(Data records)
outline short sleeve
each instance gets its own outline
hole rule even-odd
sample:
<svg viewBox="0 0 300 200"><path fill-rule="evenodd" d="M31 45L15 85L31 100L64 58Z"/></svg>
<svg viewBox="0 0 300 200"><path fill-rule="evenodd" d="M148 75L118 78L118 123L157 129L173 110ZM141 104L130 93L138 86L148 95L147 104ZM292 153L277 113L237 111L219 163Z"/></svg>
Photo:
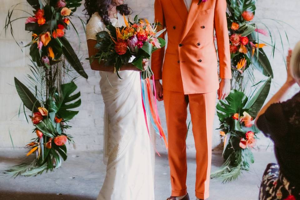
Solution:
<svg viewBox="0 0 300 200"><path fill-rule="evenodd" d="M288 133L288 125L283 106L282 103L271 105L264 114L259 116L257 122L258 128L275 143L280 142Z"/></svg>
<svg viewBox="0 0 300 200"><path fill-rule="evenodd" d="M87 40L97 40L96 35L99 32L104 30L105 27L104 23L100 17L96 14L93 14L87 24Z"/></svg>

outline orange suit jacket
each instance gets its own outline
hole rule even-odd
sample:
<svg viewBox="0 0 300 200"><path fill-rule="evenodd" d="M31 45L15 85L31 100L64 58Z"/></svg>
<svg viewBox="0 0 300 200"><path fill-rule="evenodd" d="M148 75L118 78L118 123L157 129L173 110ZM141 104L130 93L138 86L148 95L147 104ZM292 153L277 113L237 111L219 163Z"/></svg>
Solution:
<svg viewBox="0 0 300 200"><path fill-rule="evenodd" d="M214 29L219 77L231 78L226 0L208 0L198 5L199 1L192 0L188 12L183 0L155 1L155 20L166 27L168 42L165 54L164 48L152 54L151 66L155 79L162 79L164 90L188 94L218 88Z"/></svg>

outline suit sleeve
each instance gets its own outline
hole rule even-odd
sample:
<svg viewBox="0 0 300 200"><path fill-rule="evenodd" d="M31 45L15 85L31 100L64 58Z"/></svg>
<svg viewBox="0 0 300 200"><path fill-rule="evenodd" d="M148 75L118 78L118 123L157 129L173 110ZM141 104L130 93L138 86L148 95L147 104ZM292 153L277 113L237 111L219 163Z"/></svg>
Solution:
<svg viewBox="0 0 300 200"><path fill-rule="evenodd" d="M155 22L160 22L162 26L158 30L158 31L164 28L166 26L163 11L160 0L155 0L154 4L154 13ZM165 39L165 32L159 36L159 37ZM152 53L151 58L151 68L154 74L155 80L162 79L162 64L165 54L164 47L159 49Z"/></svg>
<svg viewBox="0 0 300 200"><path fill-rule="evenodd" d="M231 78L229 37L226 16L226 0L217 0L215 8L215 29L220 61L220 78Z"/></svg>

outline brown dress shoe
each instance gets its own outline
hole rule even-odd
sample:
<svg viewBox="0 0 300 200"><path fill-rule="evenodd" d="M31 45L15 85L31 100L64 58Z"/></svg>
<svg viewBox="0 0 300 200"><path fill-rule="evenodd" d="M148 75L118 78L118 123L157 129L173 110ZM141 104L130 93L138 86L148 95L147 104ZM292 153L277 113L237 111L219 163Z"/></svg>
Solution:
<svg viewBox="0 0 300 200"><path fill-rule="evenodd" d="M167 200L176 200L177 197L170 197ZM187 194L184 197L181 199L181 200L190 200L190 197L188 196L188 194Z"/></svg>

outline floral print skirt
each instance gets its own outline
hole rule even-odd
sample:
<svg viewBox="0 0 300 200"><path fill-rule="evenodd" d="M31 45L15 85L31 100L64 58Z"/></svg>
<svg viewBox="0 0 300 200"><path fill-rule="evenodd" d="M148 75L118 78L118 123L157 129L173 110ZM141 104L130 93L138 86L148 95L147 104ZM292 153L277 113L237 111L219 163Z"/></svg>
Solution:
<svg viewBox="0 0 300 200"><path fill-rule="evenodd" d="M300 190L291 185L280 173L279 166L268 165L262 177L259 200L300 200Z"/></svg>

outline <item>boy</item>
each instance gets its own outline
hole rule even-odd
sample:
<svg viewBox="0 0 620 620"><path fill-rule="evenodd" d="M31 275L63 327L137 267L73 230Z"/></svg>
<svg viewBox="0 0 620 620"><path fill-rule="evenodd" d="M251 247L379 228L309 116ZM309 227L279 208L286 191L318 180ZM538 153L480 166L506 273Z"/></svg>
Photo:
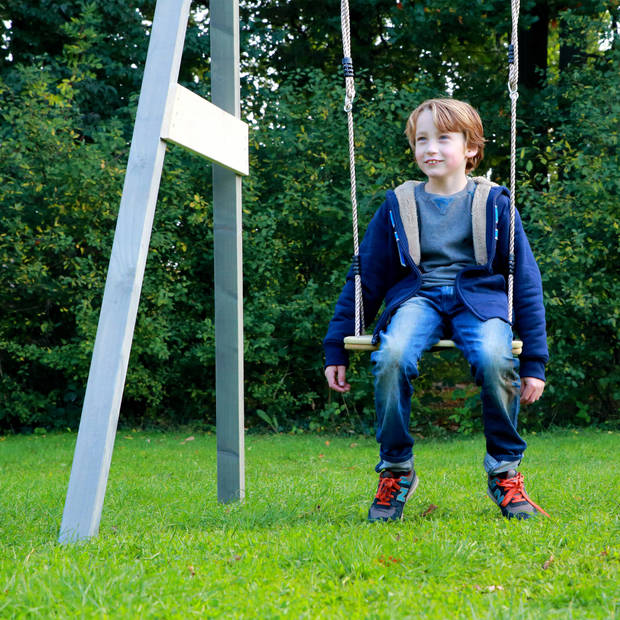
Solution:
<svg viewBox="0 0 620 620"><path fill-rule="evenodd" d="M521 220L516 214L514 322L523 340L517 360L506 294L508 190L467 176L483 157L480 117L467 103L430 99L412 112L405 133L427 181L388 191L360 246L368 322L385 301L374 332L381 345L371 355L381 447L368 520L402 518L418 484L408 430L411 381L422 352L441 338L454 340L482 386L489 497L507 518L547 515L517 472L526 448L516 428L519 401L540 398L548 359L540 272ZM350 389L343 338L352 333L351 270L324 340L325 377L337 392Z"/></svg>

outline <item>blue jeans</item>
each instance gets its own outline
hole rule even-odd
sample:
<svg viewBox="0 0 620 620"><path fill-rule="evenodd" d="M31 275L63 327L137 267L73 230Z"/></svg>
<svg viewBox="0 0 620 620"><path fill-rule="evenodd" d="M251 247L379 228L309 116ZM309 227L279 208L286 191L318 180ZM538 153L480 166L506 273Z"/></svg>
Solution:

■ **PROMPT**
Repeat the records above line for line, leaving out the pictures.

■ **SOLUTION TO THE EXERCISE**
outline short sleeve
each instance gets its own outline
hole rule even-odd
sample:
<svg viewBox="0 0 300 200"><path fill-rule="evenodd" d="M31 45L15 85L31 100L64 58Z"/></svg>
<svg viewBox="0 0 300 200"><path fill-rule="evenodd" d="M148 75L118 78L118 123L157 129L173 110ZM141 104L130 93L138 86L148 95L147 104ZM292 153L277 113L237 111L219 163Z"/></svg>
Photo:
Solution:
<svg viewBox="0 0 300 200"><path fill-rule="evenodd" d="M288 133L288 125L283 106L282 103L271 105L264 114L259 116L257 122L258 128L275 143L280 142Z"/></svg>
<svg viewBox="0 0 300 200"><path fill-rule="evenodd" d="M87 40L97 40L96 35L99 32L104 30L105 27L104 23L100 17L96 14L93 14L87 24Z"/></svg>

outline orange suit jacket
each instance gets its own outline
hole rule even-odd
sample:
<svg viewBox="0 0 300 200"><path fill-rule="evenodd" d="M31 45L15 85L31 100L64 58Z"/></svg>
<svg viewBox="0 0 300 200"><path fill-rule="evenodd" d="M148 75L118 78L118 123L157 129L173 110ZM141 104L130 93L138 86L148 95L147 104ZM292 153L277 113L237 111L219 163Z"/></svg>
Solution:
<svg viewBox="0 0 300 200"><path fill-rule="evenodd" d="M214 29L219 77L231 78L226 0L208 0L198 5L199 1L192 0L188 12L183 0L155 1L155 20L166 27L168 42L165 54L164 48L152 54L151 66L155 79L162 79L164 90L188 94L218 88Z"/></svg>

outline suit sleeve
each instance gets its own outline
hole rule even-odd
sample:
<svg viewBox="0 0 300 200"><path fill-rule="evenodd" d="M31 45L15 85L31 100L64 58Z"/></svg>
<svg viewBox="0 0 300 200"><path fill-rule="evenodd" d="M148 75L118 78L118 123L157 129L173 110ZM141 104L130 93L138 86L148 95L147 104ZM292 153L277 113L237 111L219 163Z"/></svg>
Solution:
<svg viewBox="0 0 300 200"><path fill-rule="evenodd" d="M155 22L160 22L162 26L158 30L158 31L164 28L166 26L163 11L160 0L155 0L154 4L154 13ZM165 39L165 32L159 36L159 37ZM152 53L151 58L151 68L154 74L155 80L162 79L162 64L165 54L164 47L159 49Z"/></svg>
<svg viewBox="0 0 300 200"><path fill-rule="evenodd" d="M231 78L229 37L226 16L226 0L217 0L215 8L215 29L220 61L220 78Z"/></svg>

outline brown dress shoe
each instance gets its own outline
hole rule even-odd
sample:
<svg viewBox="0 0 300 200"><path fill-rule="evenodd" d="M31 45L15 85L31 100L64 58Z"/></svg>
<svg viewBox="0 0 300 200"><path fill-rule="evenodd" d="M148 75L118 78L118 123L157 129L173 110ZM141 104L130 93L138 86L148 95L147 104ZM292 153L277 113L237 111L219 163Z"/></svg>
Solution:
<svg viewBox="0 0 300 200"><path fill-rule="evenodd" d="M167 200L176 200L177 197L170 197ZM187 194L184 197L181 199L181 200L190 200L190 197L188 196L188 194Z"/></svg>

outline floral print skirt
each instance gets its own outline
hole rule even-odd
sample:
<svg viewBox="0 0 300 200"><path fill-rule="evenodd" d="M31 45L15 85L31 100L64 58Z"/></svg>
<svg viewBox="0 0 300 200"><path fill-rule="evenodd" d="M148 75L118 78L118 123L157 129L173 110ZM141 104L130 93L138 86L148 95L147 104ZM292 153L277 113L237 111L219 163Z"/></svg>
Solution:
<svg viewBox="0 0 300 200"><path fill-rule="evenodd" d="M300 190L291 185L280 173L279 166L268 165L262 177L259 200L300 200Z"/></svg>

outline <item>boy</item>
each instance gets its own outline
hole rule even-odd
sample:
<svg viewBox="0 0 620 620"><path fill-rule="evenodd" d="M31 275L63 327L137 267L73 230Z"/></svg>
<svg viewBox="0 0 620 620"><path fill-rule="evenodd" d="M251 247L379 228L309 116ZM309 227L279 208L286 191L318 180ZM538 153L480 166L506 273Z"/></svg>
Photo:
Solution:
<svg viewBox="0 0 620 620"><path fill-rule="evenodd" d="M521 220L516 214L514 322L523 340L517 360L506 294L508 190L467 176L483 157L480 117L467 103L430 99L412 112L405 133L427 181L388 191L360 246L368 322L385 301L374 332L381 345L371 355L381 447L368 520L402 518L418 484L408 430L411 381L422 352L441 338L454 340L482 386L489 497L507 518L547 515L517 472L526 448L516 428L519 401L540 398L548 359L540 272ZM350 389L343 338L352 333L351 270L324 340L325 377L337 392Z"/></svg>

outline <item>blue jeans</item>
each instance gets its own outline
hole rule even-odd
sample:
<svg viewBox="0 0 620 620"><path fill-rule="evenodd" d="M31 275L63 327L137 267L73 230Z"/></svg>
<svg viewBox="0 0 620 620"><path fill-rule="evenodd" d="M251 247L379 228L309 116ZM309 227L279 208L286 191L318 180ZM538 153L480 166L506 273Z"/></svg>
Solution:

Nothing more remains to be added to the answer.